= What is needed =
Down to the last line, retype each line of the entries exactly, starting with the one that contains "Find child in".

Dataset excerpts

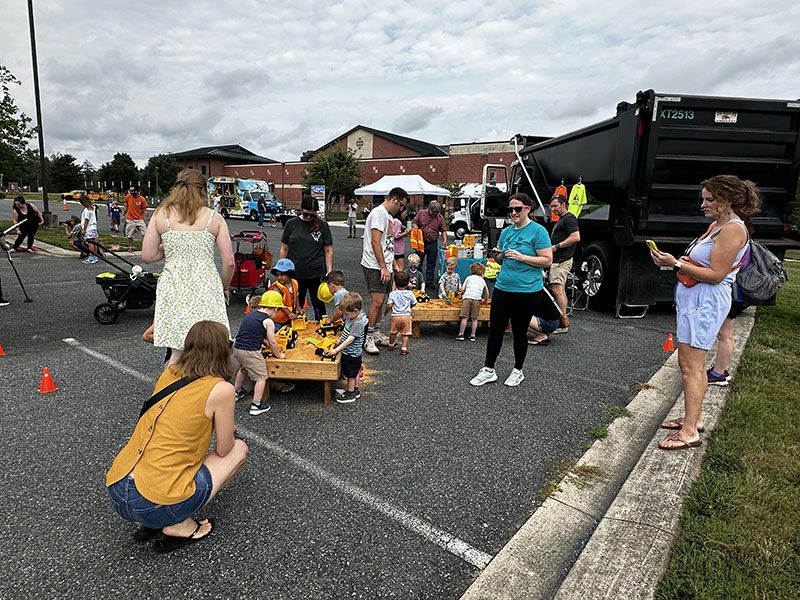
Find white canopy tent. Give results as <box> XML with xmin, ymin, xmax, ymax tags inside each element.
<box><xmin>354</xmin><ymin>175</ymin><xmax>451</xmax><ymax>197</ymax></box>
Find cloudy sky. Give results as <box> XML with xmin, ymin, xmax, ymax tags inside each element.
<box><xmin>3</xmin><ymin>0</ymin><xmax>799</xmax><ymax>167</ymax></box>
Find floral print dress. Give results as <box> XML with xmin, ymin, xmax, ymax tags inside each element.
<box><xmin>153</xmin><ymin>209</ymin><xmax>230</xmax><ymax>349</ymax></box>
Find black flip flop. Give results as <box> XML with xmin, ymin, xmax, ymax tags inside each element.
<box><xmin>152</xmin><ymin>518</ymin><xmax>214</xmax><ymax>554</ymax></box>
<box><xmin>132</xmin><ymin>525</ymin><xmax>160</xmax><ymax>542</ymax></box>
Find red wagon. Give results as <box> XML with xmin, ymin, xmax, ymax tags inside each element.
<box><xmin>229</xmin><ymin>230</ymin><xmax>272</xmax><ymax>296</ymax></box>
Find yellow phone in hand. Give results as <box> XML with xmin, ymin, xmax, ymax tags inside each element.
<box><xmin>646</xmin><ymin>239</ymin><xmax>659</xmax><ymax>252</ymax></box>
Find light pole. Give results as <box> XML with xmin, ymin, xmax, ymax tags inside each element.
<box><xmin>27</xmin><ymin>0</ymin><xmax>51</xmax><ymax>221</ymax></box>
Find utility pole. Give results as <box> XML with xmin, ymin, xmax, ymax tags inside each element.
<box><xmin>27</xmin><ymin>0</ymin><xmax>53</xmax><ymax>224</ymax></box>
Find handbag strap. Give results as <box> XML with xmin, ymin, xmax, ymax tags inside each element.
<box><xmin>137</xmin><ymin>376</ymin><xmax>196</xmax><ymax>422</ymax></box>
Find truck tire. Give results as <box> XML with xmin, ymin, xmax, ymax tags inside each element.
<box><xmin>452</xmin><ymin>224</ymin><xmax>467</xmax><ymax>240</ymax></box>
<box><xmin>580</xmin><ymin>242</ymin><xmax>617</xmax><ymax>310</ymax></box>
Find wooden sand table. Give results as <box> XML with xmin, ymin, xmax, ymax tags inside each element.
<box><xmin>411</xmin><ymin>299</ymin><xmax>491</xmax><ymax>339</ymax></box>
<box><xmin>263</xmin><ymin>320</ymin><xmax>342</xmax><ymax>404</ymax></box>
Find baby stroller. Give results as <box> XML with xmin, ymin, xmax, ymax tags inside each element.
<box><xmin>91</xmin><ymin>240</ymin><xmax>159</xmax><ymax>324</ymax></box>
<box><xmin>230</xmin><ymin>230</ymin><xmax>272</xmax><ymax>297</ymax></box>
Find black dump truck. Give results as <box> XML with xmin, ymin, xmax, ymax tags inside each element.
<box><xmin>482</xmin><ymin>89</ymin><xmax>800</xmax><ymax>317</ymax></box>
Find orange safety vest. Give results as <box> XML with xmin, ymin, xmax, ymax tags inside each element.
<box><xmin>269</xmin><ymin>279</ymin><xmax>298</xmax><ymax>323</ymax></box>
<box><xmin>410</xmin><ymin>227</ymin><xmax>425</xmax><ymax>252</ymax></box>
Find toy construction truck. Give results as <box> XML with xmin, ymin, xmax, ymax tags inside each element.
<box><xmin>263</xmin><ymin>324</ymin><xmax>299</xmax><ymax>357</ymax></box>
<box><xmin>307</xmin><ymin>337</ymin><xmax>337</xmax><ymax>361</ymax></box>
<box><xmin>412</xmin><ymin>289</ymin><xmax>430</xmax><ymax>303</ymax></box>
<box><xmin>316</xmin><ymin>317</ymin><xmax>344</xmax><ymax>337</ymax></box>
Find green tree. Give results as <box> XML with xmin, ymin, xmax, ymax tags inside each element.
<box><xmin>0</xmin><ymin>64</ymin><xmax>36</xmax><ymax>185</ymax></box>
<box><xmin>302</xmin><ymin>146</ymin><xmax>362</xmax><ymax>209</ymax></box>
<box><xmin>96</xmin><ymin>152</ymin><xmax>140</xmax><ymax>191</ymax></box>
<box><xmin>440</xmin><ymin>180</ymin><xmax>464</xmax><ymax>197</ymax></box>
<box><xmin>48</xmin><ymin>153</ymin><xmax>83</xmax><ymax>192</ymax></box>
<box><xmin>141</xmin><ymin>153</ymin><xmax>180</xmax><ymax>197</ymax></box>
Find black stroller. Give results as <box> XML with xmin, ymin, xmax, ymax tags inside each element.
<box><xmin>91</xmin><ymin>240</ymin><xmax>159</xmax><ymax>324</ymax></box>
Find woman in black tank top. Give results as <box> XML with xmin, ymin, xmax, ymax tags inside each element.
<box><xmin>11</xmin><ymin>196</ymin><xmax>44</xmax><ymax>252</ymax></box>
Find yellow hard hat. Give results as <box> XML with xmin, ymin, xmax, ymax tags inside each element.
<box><xmin>259</xmin><ymin>290</ymin><xmax>286</xmax><ymax>308</ymax></box>
<box><xmin>317</xmin><ymin>282</ymin><xmax>334</xmax><ymax>303</ymax></box>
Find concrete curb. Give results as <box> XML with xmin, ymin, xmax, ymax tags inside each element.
<box><xmin>462</xmin><ymin>310</ymin><xmax>755</xmax><ymax>600</ymax></box>
<box><xmin>31</xmin><ymin>240</ymin><xmax>141</xmax><ymax>259</ymax></box>
<box><xmin>553</xmin><ymin>310</ymin><xmax>755</xmax><ymax>600</ymax></box>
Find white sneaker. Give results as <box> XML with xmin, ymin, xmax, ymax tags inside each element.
<box><xmin>504</xmin><ymin>368</ymin><xmax>525</xmax><ymax>387</ymax></box>
<box><xmin>470</xmin><ymin>367</ymin><xmax>498</xmax><ymax>386</ymax></box>
<box><xmin>373</xmin><ymin>330</ymin><xmax>389</xmax><ymax>346</ymax></box>
<box><xmin>364</xmin><ymin>335</ymin><xmax>379</xmax><ymax>355</ymax></box>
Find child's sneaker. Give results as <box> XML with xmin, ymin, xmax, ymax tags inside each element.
<box><xmin>456</xmin><ymin>334</ymin><xmax>465</xmax><ymax>341</ymax></box>
<box><xmin>364</xmin><ymin>335</ymin><xmax>380</xmax><ymax>355</ymax></box>
<box><xmin>469</xmin><ymin>335</ymin><xmax>477</xmax><ymax>342</ymax></box>
<box><xmin>470</xmin><ymin>367</ymin><xmax>498</xmax><ymax>386</ymax></box>
<box><xmin>706</xmin><ymin>368</ymin><xmax>730</xmax><ymax>386</ymax></box>
<box><xmin>235</xmin><ymin>388</ymin><xmax>248</xmax><ymax>401</ymax></box>
<box><xmin>336</xmin><ymin>390</ymin><xmax>358</xmax><ymax>404</ymax></box>
<box><xmin>249</xmin><ymin>402</ymin><xmax>272</xmax><ymax>416</ymax></box>
<box><xmin>400</xmin><ymin>348</ymin><xmax>409</xmax><ymax>355</ymax></box>
<box><xmin>387</xmin><ymin>343</ymin><xmax>398</xmax><ymax>350</ymax></box>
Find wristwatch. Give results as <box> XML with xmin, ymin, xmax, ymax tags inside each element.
<box><xmin>673</xmin><ymin>260</ymin><xmax>683</xmax><ymax>272</ymax></box>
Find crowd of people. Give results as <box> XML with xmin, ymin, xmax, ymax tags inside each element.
<box><xmin>1</xmin><ymin>168</ymin><xmax>759</xmax><ymax>551</ymax></box>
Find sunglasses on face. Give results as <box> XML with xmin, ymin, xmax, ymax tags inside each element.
<box><xmin>301</xmin><ymin>211</ymin><xmax>316</xmax><ymax>218</ymax></box>
<box><xmin>507</xmin><ymin>206</ymin><xmax>526</xmax><ymax>214</ymax></box>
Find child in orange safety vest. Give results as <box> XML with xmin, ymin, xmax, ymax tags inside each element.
<box><xmin>268</xmin><ymin>258</ymin><xmax>300</xmax><ymax>325</ymax></box>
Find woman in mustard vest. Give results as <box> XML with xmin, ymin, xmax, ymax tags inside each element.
<box><xmin>106</xmin><ymin>321</ymin><xmax>248</xmax><ymax>553</ymax></box>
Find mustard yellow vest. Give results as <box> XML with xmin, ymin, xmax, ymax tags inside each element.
<box><xmin>106</xmin><ymin>369</ymin><xmax>220</xmax><ymax>505</ymax></box>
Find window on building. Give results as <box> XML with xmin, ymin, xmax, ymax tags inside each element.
<box><xmin>201</xmin><ymin>165</ymin><xmax>207</xmax><ymax>175</ymax></box>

= Result =
Find child in orange safety vest. Give results as <box> XML with xmin, ymin, xmax, ymax tags inside each element.
<box><xmin>268</xmin><ymin>258</ymin><xmax>300</xmax><ymax>325</ymax></box>
Find woman in mustard vest. Give results as <box> XML with xmin, ymin, xmax, ymax tags inside each element.
<box><xmin>106</xmin><ymin>321</ymin><xmax>248</xmax><ymax>553</ymax></box>
Find mustard yellow vest. Give results as <box> XML with xmin, ymin, xmax, ymax tags inside each element.
<box><xmin>106</xmin><ymin>369</ymin><xmax>220</xmax><ymax>505</ymax></box>
Find window on building. Give results as <box> XML with xmin, ymin, xmax, ymax tags inside each element.
<box><xmin>201</xmin><ymin>165</ymin><xmax>207</xmax><ymax>175</ymax></box>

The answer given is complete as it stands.